_Task details_
Please render the data below as a Markdown table with two columns, Row and Line, giving each line its own numbered row. Skip blank lines and leave out the pictures.
-- Task data start --
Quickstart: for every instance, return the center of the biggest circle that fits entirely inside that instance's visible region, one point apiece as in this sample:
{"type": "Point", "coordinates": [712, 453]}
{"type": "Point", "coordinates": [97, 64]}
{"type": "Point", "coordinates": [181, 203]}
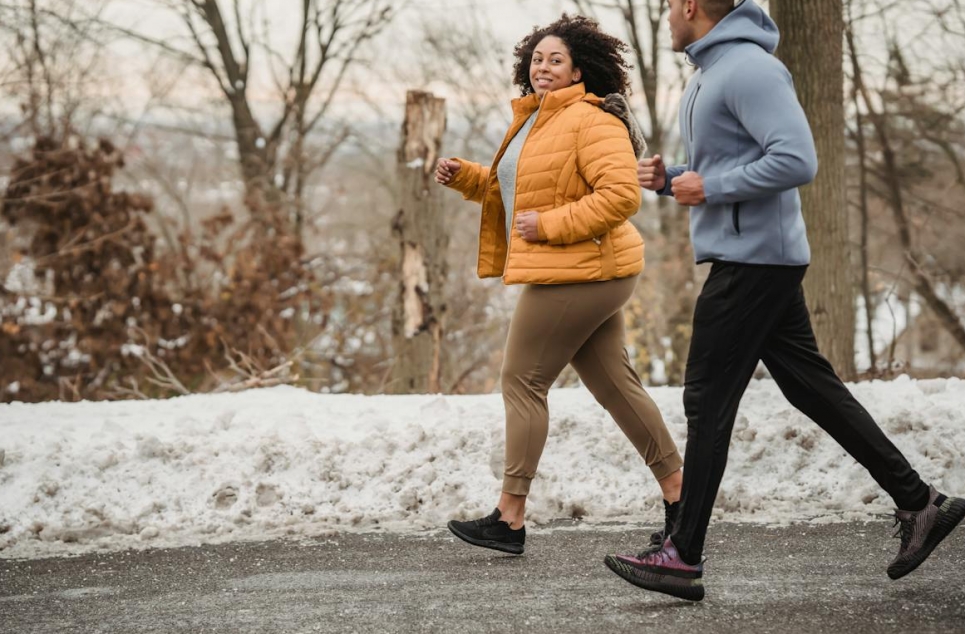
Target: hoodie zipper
{"type": "Point", "coordinates": [690, 115]}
-- Task data end --
_Exercise solution_
| Row | Line |
|---|---|
| 1 | Quickstart: for every instance, return the center of the biggest circle that fits entirely inside that instance's visible region, one point apiece as in this sample: |
| 2 | {"type": "Point", "coordinates": [712, 453]} |
| 3 | {"type": "Point", "coordinates": [97, 64]} |
| 4 | {"type": "Point", "coordinates": [181, 203]} |
| 5 | Target: hoodie zipper |
| 6 | {"type": "Point", "coordinates": [690, 115]} |